SUPPLIED TEXT below:

Employment MEPs call for better protection of workers’ health and safety 

Press Releases 
  • MEPs demand EU directive on psychosocial risks and well-being at work to combat burnout and stress 
  • Target revision of Biological Agents Directive needed to make it fit for pandemic situations 
  • Right to disconnect should be established for all EU workers 

To create safe and healthy workplaces fit for the 21st century, ambitious action is needed, also taking into account the lessons learnt from the COVID-19 crisis

The Committee on Employment and Social Affairs (EMPL) adopted its report on a new EU strategic framework on health and safety at work post 2020 (including better protection of workers from exposure to harmful substances, stress at work and repetitive motion injuries) with 43 votes in favour, 3 against and 8 abstentions, on Tuesday.

Drawing lessons from the COVID-19 pandemic

The report drafted by Marianne Vind (S&D, DK) stresses the need to draw lessons from the COVID-19 pandemic and urges the member states to draw up preparedness and response plans for potential future crises in their national OSH strategies. MEPs call for a specific focus on the protection and promotion of the mental health of health care professionals and other frontline workers and for an EU directive on psychosocial risks and well-being at work aimed at the efficient prevention of psychosocial risks in the workplace of, inter alia, anxiety, depression, burnout and stress. Furthermore, the Commission should without delay conduct a targeted revision of the Biological Agents Directive to make it fit to respond to pandemic situations, MEPs say.

With a view to protecting the nearly 50 % of all employees in Europe who are working (partially) remotely since the start of the COVID-19 pandemic, Members call on the Commission to present legislation establishing minimum requirements for telework across the EU. Employment MEPs also reiterate their demand on the Commission to come forward with a directive on the right to disconnect, in line with Parliament’s resolution of 21 January 2021 with recommendations to the Commission.

“Vision Zero” approach to cover all injuries and accidents, physical and mental attrition

While Members welcome the Commission’s “Vision Zero” approach to work related accidents and diseases and the gender focus on occupational safety and health, they call for the inclusion of all injuries, accidents and physical and mental attrition and for the establishment of a roadmap for the reduction of accidents and deaths at work to complete the transition towards ‘zero fatalities’. MEPs also demand a significantly increased focus on prevention strategies such as strengthening labour inspectorates, national health and safety services and social partner dialogue.

Reduce workers’ exposure to hazardous chemicals to combat cancer

With a view to better protecting workers from the risks related to exposure to carcinogens or mutagens at work, the Commission should update EU-rules on occupational exposure limit values of hazardous chemicals for at least 25 additional priority substances without delay. MEPs demand that any proposal for revised exposure limit values for lead and its compounds ensures equal protection for all workers at the workplace regardless of gender. EU laws should protect workers against exposure to endocrine disruptors, they say, and against occupational cancers related to nightshift work. Extra attention is needed for groups that are particularly exposed to hazardous chemicals such as workers in the chemical and agriculture industries, or particularly vulnerable such as pregnant or breastfeeding workers.

End of SUPPLIED TEXT.
PROVIDED INFORMATION below:

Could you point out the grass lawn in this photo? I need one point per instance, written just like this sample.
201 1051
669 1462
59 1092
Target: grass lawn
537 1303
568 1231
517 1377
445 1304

End of PROVIDED INFORMATION.

Summarize the press release on workers' health and safety in three sentences. The material is separate from the press release on workers' health and safety.

■ **WRITTEN ANSWER**: The European Parliament's Committee on Employment and Social Affairs adopted a report on a new EU strategic framework on health and safety at work post 2020, with 43 votes in favour, 3 against and 8 abstentions. Drawing lessons from the COVID-19 pandemic, MEPs call for an EU directive on psychosocial risks and well-being at work, a targeted revision of the Biological Agents Directive, minimum requirements for telework and a directive on the right to disconnect. They also want the "Vision Zero" approach to cover all injuries, accidents and physical and mental attrition, a stronger focus on prevention, and updated exposure limit values for hazardous chemicals to better protect workers from carcinogens and mutagens.